Records for processing Block Start

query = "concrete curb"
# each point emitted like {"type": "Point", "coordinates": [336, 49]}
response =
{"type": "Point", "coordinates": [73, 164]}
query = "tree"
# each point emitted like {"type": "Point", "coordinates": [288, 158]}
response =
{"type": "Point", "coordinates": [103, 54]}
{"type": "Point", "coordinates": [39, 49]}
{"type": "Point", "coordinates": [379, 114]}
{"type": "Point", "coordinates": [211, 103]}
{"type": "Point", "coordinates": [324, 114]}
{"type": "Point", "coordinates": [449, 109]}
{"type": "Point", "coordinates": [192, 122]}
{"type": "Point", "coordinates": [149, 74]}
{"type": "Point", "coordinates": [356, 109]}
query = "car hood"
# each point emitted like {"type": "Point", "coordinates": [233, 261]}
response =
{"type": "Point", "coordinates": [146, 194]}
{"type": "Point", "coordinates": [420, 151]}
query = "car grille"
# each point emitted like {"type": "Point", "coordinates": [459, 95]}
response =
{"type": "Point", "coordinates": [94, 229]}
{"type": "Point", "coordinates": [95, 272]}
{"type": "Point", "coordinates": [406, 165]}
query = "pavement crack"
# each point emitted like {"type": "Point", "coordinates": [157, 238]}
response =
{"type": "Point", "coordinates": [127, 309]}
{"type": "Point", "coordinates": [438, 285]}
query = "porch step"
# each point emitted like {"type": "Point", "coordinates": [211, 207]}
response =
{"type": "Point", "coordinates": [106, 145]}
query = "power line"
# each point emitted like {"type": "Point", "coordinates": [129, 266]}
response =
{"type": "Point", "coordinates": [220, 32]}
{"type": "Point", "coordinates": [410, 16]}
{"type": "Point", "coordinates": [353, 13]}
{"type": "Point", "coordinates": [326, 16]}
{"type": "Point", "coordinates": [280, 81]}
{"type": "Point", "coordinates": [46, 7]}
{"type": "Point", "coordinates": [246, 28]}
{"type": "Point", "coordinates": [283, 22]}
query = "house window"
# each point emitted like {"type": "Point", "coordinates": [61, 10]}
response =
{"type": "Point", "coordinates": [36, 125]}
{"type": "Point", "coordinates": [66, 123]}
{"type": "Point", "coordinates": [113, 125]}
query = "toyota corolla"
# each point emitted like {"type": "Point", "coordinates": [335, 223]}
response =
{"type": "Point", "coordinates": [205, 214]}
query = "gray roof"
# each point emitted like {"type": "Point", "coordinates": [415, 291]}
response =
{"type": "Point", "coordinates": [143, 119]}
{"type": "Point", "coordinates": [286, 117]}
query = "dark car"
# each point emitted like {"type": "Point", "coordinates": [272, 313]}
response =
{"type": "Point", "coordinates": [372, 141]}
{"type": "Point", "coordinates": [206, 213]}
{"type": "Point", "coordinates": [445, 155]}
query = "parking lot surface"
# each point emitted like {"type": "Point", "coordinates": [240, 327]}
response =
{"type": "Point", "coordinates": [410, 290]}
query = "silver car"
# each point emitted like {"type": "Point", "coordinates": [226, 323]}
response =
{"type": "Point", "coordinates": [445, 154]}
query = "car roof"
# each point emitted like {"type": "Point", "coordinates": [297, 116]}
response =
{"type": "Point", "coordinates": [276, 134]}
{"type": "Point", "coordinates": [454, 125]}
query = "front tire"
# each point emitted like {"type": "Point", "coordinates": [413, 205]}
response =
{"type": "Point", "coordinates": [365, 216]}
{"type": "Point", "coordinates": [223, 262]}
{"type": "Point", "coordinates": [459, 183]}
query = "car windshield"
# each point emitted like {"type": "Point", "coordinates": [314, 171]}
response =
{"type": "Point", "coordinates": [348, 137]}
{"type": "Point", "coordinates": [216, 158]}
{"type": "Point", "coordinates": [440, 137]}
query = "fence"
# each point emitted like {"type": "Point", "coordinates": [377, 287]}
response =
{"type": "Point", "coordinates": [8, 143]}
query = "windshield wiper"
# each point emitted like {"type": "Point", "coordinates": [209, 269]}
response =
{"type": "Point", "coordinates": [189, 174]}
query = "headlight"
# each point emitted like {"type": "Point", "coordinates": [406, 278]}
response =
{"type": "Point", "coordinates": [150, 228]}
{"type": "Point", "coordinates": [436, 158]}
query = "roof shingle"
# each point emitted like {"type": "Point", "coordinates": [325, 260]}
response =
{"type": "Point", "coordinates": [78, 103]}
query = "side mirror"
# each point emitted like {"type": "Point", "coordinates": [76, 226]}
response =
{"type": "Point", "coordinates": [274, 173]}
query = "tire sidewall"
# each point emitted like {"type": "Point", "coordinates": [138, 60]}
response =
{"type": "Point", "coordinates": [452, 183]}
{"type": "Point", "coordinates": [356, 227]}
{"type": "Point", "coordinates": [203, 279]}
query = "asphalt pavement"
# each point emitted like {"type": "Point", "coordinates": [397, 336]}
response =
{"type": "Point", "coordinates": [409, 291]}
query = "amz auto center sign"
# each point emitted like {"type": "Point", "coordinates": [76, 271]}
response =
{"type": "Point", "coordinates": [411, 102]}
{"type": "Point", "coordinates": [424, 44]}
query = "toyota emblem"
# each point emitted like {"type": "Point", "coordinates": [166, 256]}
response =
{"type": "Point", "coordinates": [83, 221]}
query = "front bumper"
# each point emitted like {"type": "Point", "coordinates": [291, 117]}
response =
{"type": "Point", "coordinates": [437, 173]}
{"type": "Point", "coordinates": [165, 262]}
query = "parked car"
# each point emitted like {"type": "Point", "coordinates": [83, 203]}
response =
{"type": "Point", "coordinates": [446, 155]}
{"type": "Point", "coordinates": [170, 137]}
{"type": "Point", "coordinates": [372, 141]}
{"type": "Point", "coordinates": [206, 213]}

Records for processing Block End

Which lines above carry the string "front"? Copy those lines.

query = "front tire"
query = "front bumper"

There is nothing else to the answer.